# START OF Extracted text
I stumbled on another list index out of range. When parsing a large file using pymupdf.layout+pymupdf4llm the following traceback is encountered:
Traceback (most recent call last): File "/usr/local/lib/python3.10/site-packages/pymupdf4llm/__init__.py", line 83, in to_markdown parsed_doc = parse_document( File "/usr/local/lib/python3.10/site-packages/pymupdf4llm/__init__.py", line 42, in parse_document return document_layout.parse_document( File "/usr/local/lib/python3.10/site-packages/pymupdf4llm/helpers/document_layout.py", line 908, in parse_document utils.clean_tables(page, blocks) File "/usr/local/lib/python3.10/site-packages/pymupdf4llm/helpers/utils.py", line 261, in clean_tables y_vals = [y_vals0[0]] IndexError: list index out of range Versions:
pymupdf4llm: 0.2.5
pymupdf-layout: 1.26.6
The commands used were:
doc=pymupdf.open(pdf_name) md_chunks = pymupdf4llm.to_markdown(doc) The size of the PDF file is 142MB so I cannot upload it here.
# END OF Extracted text
# START OF Raw records
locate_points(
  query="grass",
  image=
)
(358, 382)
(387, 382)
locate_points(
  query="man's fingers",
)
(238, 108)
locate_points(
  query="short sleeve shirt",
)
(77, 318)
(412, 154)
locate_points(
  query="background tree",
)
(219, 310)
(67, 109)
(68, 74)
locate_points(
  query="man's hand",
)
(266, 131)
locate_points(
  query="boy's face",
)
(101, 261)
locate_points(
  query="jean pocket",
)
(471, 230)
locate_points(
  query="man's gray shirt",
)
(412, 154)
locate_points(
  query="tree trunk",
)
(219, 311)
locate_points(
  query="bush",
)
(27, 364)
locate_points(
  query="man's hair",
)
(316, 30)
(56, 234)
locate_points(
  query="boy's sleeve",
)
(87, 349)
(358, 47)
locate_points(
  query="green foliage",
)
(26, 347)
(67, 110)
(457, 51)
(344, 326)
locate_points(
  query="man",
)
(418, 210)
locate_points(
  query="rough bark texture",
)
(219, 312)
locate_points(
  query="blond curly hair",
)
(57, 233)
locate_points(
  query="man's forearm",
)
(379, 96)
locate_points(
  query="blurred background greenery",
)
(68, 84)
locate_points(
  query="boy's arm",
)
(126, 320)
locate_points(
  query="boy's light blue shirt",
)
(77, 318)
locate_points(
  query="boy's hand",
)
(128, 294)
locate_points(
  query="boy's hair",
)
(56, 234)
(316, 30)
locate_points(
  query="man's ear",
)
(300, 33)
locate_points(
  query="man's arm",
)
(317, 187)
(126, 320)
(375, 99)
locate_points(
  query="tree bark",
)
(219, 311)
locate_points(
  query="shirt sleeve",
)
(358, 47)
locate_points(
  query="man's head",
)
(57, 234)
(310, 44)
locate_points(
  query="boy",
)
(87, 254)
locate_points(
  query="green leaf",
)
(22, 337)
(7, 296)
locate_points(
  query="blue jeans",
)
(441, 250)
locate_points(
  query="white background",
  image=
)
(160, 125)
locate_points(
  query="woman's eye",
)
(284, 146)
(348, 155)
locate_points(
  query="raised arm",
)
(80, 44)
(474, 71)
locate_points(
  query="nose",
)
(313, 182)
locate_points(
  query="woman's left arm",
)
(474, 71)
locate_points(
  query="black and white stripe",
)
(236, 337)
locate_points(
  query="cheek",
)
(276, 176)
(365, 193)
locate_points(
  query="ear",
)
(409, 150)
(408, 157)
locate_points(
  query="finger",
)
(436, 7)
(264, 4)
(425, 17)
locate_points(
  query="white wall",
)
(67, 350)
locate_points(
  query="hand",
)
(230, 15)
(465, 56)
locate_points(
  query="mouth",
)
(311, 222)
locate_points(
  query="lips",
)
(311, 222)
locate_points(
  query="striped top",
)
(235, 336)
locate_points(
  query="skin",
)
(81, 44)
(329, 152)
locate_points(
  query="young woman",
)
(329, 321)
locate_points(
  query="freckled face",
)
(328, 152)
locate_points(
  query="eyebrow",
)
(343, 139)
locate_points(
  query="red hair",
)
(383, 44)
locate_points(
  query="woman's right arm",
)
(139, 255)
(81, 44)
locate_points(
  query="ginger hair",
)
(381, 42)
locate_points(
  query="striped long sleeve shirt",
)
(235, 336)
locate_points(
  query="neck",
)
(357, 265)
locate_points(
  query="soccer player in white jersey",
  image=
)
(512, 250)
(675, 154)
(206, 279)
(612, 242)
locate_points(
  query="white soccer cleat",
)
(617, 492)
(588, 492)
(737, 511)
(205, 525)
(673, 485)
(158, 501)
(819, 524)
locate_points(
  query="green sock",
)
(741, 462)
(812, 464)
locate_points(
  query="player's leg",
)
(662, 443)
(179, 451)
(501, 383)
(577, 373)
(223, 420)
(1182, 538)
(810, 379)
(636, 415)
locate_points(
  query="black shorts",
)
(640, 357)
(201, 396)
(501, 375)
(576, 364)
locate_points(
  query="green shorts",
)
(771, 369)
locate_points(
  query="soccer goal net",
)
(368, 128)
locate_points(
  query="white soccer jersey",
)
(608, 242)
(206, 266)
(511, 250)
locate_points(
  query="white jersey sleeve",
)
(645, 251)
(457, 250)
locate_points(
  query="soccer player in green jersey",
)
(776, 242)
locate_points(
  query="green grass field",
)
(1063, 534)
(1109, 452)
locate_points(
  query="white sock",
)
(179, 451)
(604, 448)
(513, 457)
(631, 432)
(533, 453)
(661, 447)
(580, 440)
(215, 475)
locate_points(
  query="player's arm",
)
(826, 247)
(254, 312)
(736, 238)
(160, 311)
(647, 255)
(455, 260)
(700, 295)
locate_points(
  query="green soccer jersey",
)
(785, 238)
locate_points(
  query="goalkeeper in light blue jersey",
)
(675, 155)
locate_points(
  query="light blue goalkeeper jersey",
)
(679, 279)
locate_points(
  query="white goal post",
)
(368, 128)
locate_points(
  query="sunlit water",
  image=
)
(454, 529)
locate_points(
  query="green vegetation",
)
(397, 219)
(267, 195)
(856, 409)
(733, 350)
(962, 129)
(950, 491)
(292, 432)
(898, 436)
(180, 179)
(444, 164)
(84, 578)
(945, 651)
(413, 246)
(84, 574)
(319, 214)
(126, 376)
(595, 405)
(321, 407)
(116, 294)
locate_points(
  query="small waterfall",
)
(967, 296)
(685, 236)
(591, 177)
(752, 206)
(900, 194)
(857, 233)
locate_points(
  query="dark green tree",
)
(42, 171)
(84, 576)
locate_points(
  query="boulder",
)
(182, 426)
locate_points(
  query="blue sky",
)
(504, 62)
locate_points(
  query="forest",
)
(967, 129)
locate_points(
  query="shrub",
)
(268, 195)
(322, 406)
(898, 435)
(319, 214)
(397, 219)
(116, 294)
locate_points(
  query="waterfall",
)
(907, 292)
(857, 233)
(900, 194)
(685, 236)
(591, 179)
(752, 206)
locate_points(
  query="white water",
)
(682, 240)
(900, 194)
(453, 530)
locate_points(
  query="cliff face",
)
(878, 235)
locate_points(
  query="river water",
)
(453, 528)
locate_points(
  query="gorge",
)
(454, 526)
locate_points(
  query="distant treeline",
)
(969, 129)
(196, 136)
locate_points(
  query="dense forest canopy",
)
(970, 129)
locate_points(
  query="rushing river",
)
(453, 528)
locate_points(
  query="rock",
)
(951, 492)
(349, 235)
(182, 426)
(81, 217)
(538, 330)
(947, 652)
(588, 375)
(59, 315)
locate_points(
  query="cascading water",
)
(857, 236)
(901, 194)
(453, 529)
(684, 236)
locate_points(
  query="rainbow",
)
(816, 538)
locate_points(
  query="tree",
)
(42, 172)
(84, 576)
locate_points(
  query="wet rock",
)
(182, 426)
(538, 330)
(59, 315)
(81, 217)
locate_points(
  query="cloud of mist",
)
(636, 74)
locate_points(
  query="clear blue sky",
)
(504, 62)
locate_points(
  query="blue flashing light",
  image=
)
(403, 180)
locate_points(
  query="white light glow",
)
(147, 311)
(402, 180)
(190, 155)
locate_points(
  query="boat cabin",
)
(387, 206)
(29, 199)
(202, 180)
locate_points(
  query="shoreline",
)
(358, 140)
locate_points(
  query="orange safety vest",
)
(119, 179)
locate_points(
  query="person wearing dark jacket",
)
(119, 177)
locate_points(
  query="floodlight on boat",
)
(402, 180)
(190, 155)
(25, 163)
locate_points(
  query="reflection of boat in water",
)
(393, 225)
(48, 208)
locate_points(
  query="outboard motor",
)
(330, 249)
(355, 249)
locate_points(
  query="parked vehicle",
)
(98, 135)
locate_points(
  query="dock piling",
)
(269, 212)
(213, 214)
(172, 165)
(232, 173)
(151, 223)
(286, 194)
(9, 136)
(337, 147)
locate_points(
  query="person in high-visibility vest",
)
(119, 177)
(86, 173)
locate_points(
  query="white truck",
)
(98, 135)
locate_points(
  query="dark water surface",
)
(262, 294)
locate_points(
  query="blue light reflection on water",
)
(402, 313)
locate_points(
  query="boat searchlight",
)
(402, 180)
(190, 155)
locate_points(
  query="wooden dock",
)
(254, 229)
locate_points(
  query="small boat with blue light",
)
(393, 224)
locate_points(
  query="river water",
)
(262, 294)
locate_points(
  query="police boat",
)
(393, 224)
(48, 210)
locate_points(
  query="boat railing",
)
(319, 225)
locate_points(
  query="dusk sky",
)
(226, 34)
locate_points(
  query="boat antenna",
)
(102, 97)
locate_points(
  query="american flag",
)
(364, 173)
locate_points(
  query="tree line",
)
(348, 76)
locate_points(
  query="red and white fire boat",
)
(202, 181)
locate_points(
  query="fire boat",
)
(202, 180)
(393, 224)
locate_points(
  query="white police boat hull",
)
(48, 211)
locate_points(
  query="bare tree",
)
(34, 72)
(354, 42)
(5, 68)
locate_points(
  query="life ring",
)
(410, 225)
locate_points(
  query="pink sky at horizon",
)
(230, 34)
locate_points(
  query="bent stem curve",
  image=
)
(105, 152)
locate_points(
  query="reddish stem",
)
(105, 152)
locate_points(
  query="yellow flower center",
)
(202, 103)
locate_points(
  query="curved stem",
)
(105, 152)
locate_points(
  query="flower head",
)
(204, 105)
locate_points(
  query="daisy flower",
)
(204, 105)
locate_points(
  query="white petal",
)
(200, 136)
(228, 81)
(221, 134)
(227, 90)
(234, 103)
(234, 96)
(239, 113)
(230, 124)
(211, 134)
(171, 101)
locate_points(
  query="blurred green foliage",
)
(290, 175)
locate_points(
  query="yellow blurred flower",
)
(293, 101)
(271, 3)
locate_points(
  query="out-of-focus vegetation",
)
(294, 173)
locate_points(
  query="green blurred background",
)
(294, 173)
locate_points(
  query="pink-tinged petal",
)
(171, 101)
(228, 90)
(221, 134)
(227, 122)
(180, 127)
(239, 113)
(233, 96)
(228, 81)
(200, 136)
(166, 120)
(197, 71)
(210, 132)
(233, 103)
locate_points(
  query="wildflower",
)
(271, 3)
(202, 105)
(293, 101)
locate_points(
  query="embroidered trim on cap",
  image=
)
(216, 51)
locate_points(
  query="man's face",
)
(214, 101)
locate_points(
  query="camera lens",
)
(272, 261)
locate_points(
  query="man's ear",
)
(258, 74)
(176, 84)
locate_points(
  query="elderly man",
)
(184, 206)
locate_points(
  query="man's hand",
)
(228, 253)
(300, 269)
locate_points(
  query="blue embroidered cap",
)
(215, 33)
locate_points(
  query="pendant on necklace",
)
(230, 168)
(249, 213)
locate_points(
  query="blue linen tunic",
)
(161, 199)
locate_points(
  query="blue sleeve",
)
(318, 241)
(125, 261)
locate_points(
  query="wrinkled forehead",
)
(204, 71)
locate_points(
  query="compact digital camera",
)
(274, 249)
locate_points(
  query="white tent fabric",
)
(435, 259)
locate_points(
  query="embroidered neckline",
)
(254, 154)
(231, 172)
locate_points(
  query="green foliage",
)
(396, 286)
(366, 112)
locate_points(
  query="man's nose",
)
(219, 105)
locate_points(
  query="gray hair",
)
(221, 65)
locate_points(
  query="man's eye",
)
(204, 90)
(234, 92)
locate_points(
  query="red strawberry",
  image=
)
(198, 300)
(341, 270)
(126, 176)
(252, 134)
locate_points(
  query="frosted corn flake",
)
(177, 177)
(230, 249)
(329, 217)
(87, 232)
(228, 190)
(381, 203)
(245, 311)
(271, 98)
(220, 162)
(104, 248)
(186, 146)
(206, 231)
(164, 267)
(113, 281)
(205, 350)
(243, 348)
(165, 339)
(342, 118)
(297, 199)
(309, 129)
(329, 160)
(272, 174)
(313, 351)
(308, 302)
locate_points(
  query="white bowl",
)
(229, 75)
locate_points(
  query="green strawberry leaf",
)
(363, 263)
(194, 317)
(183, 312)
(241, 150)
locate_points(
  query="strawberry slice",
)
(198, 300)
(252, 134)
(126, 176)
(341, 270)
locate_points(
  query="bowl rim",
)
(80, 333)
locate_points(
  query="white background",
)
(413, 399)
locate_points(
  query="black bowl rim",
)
# END OF Raw records
> **Given exercise**:
Answer the following questions using the bug report above.
(a) Which version of pymupdf4llm is listed?
(b) In which function and file does the IndexError occur, according to the traceback?
(c) Why was the PDF not uploaded?

> **Exercise output**:
(a) Version 0.2.5.
(b) In clean_tables, in pymupdf4llm/helpers/utils.py, at line 261.
(c) The file is 142MB, too large to upload.